→ **BRIEF**: Leave out all lines before the one containing "Target: rocky shore", and copy that line and all the rest below it exactly.

=== DATA FOR REVIEW ===

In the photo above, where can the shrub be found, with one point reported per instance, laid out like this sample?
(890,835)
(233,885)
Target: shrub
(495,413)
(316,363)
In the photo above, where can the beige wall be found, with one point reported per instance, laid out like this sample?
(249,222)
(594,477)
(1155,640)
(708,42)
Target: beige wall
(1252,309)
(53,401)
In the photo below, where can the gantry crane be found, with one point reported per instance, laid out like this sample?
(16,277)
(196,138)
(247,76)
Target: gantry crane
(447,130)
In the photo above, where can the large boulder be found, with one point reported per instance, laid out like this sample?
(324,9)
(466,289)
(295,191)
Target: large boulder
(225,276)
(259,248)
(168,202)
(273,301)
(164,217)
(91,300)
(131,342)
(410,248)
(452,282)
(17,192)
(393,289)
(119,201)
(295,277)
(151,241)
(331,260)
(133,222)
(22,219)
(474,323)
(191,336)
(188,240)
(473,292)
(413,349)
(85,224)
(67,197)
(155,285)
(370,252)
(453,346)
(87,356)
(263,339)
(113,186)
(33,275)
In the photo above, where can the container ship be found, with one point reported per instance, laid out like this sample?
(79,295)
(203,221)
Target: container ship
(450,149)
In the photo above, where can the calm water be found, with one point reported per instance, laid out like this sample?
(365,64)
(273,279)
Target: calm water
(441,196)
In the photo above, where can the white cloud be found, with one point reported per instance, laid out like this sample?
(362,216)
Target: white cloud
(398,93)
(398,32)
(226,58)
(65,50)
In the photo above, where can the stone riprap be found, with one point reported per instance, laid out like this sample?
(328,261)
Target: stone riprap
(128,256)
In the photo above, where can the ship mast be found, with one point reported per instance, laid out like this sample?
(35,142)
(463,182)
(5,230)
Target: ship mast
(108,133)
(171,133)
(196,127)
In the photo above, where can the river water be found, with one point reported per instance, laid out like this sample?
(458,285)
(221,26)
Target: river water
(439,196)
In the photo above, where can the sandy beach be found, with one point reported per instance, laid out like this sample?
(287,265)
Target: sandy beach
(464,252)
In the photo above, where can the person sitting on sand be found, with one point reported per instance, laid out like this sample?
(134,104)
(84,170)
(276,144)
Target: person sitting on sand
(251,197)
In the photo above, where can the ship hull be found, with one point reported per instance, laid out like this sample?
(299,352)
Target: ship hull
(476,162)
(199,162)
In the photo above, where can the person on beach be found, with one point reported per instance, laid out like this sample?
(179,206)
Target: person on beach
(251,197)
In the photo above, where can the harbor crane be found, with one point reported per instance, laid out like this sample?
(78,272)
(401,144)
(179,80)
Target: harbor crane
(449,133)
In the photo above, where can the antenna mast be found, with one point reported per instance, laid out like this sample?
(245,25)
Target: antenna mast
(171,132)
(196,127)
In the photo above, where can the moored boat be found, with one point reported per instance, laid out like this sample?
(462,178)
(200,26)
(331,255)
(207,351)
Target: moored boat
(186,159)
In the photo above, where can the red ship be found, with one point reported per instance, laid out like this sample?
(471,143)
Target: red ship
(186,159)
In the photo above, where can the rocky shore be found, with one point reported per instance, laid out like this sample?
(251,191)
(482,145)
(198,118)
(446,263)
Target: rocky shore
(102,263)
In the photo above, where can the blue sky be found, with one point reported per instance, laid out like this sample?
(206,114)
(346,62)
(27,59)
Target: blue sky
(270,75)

===

→ **SOLUTION**:
Target: rocky shore
(102,263)
In the photo above, where can the blue sky be found, with one point reported per instance, laid out like this sample?
(206,114)
(346,62)
(27,59)
Target: blue sky
(270,75)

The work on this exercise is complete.